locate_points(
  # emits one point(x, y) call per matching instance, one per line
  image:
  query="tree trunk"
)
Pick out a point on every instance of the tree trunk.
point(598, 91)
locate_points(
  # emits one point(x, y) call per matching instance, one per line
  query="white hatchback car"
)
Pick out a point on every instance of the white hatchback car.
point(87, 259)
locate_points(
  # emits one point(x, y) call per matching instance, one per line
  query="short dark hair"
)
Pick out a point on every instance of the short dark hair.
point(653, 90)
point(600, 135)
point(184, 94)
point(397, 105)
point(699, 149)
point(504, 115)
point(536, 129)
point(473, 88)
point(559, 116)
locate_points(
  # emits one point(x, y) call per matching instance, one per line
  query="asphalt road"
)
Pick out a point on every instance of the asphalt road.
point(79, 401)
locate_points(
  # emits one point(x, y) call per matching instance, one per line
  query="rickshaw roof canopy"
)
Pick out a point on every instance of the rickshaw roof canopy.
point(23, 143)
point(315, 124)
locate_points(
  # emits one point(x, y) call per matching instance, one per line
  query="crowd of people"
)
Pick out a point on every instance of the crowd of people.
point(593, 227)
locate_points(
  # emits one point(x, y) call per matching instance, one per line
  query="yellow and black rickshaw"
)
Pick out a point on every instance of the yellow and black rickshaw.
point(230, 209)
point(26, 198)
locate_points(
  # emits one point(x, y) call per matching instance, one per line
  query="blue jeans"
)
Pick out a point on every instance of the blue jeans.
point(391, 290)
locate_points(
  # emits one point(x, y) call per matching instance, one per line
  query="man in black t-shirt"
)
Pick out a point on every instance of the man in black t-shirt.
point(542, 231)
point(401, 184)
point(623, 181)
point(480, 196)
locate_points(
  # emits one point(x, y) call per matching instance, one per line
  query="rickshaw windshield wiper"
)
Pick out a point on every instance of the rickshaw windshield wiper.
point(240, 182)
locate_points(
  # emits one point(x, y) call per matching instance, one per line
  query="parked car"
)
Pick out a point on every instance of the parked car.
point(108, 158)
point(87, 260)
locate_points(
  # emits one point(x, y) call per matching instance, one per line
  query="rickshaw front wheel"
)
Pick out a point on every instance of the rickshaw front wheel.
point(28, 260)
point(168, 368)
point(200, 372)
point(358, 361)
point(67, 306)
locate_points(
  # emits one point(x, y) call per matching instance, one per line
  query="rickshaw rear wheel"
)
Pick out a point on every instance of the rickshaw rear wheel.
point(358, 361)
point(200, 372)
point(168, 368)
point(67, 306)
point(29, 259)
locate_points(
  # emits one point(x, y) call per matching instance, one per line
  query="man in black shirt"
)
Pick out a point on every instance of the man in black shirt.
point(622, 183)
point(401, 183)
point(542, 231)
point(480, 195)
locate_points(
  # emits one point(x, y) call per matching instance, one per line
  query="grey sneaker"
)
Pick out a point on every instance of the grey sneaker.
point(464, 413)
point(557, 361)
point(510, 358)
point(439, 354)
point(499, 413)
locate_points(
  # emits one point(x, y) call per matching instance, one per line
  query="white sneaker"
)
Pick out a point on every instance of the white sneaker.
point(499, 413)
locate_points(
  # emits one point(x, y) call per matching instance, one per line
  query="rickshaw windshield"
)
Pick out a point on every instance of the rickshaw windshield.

-.-.-

Reproduce all of the rows above word for word.

• Result of the exercise
locate_points(
  # emits one point(x, y) call per matching instance, one per line
  image:
  query="tree trunk"
)
Pick out a point on every instance of the tree trunk.
point(598, 91)
locate_points(
  # emits one point(x, y) call per matching instance, one per line
  query="white hatchback car"
)
Pick out a point on every instance of the white hatchback car.
point(87, 259)
locate_points(
  # emits one point(x, y) call per matching instance, one per line
  query="short dark hair"
)
Pick out a point on every instance of the short dark hair.
point(653, 90)
point(600, 135)
point(184, 94)
point(397, 105)
point(699, 149)
point(504, 115)
point(536, 129)
point(473, 88)
point(559, 116)
locate_points(
  # emits one point(x, y) call per matching instance, one per line
  query="asphalt road"
)
Pick out a point on every instance of the asphalt road.
point(79, 401)
locate_points(
  # emits one point(x, y) call per matching instance, one per line
  query="rickshaw roof canopy"
)
Pick out a point on every instance of the rickshaw roof canopy.
point(23, 143)
point(315, 124)
locate_points(
  # emits one point(x, y) call per matching instance, one per line
  query="crowd of people"
)
Pick out a point on every instance of the crowd of people.
point(593, 227)
locate_points(
  # emits one point(x, y) call per matching instance, one per line
  query="yellow and black rickshaw"
)
Pick out a point on every instance of the yellow and black rickshaw.
point(230, 209)
point(26, 198)
locate_points(
  # emits one point(x, y) call per matching instance, one per line
  query="blue jeans"
)
Pick out a point on every instance of the blue jeans.
point(391, 290)
locate_points(
  # emits one point(x, y) call per matching instance, one per line
  query="man in black t-shirt"
)
Pick out a point on every instance of the man in black t-shirt.
point(542, 231)
point(401, 184)
point(623, 181)
point(480, 196)
locate_points(
  # emits one point(x, y) call per matching instance, one per line
  query="rickshaw windshield wiper"
)
Pick out a point on every instance of the rickshaw windshield wiper.
point(240, 182)
locate_points(
  # emits one point(x, y) call per matching instance, one per line
  query="parked car"
)
Pick out a point on every instance of the parked car.
point(108, 158)
point(87, 260)
locate_points(
  # emits one point(x, y) call per matching instance, one per line
  query="rickshaw front wheel"
)
Pick out a point on every instance of the rickshaw front wheel.
point(28, 260)
point(168, 368)
point(200, 372)
point(358, 361)
point(67, 306)
locate_points(
  # emits one point(x, y) call per matching instance, one per line
  query="rickshaw rear wheel"
)
Pick out a point on every instance of the rickshaw rear wheel.
point(358, 361)
point(200, 372)
point(168, 368)
point(67, 306)
point(29, 259)
locate_points(
  # emits one point(x, y) call per matching instance, one per line
  query="man in black shirt"
)
Pick out a point on every instance of the man in black shirt.
point(622, 183)
point(401, 183)
point(542, 231)
point(480, 195)
locate_points(
  # emits one point(x, y) call per matching instance, one per line
  query="grey sneaker"
)
Pick out a point on every instance of the grey sneaker.
point(464, 413)
point(557, 361)
point(510, 358)
point(439, 354)
point(499, 413)
locate_points(
  # emits one point(x, y) call per matching instance, one per line
  query="white sneaker"
)
Pick out a point on every instance of the white sneaker.
point(499, 413)
locate_points(
  # emits one point(x, y) call per matching instance, one per line
  query="rickshaw windshield"
)
Pick out a point on every instance of the rickshaw windshield.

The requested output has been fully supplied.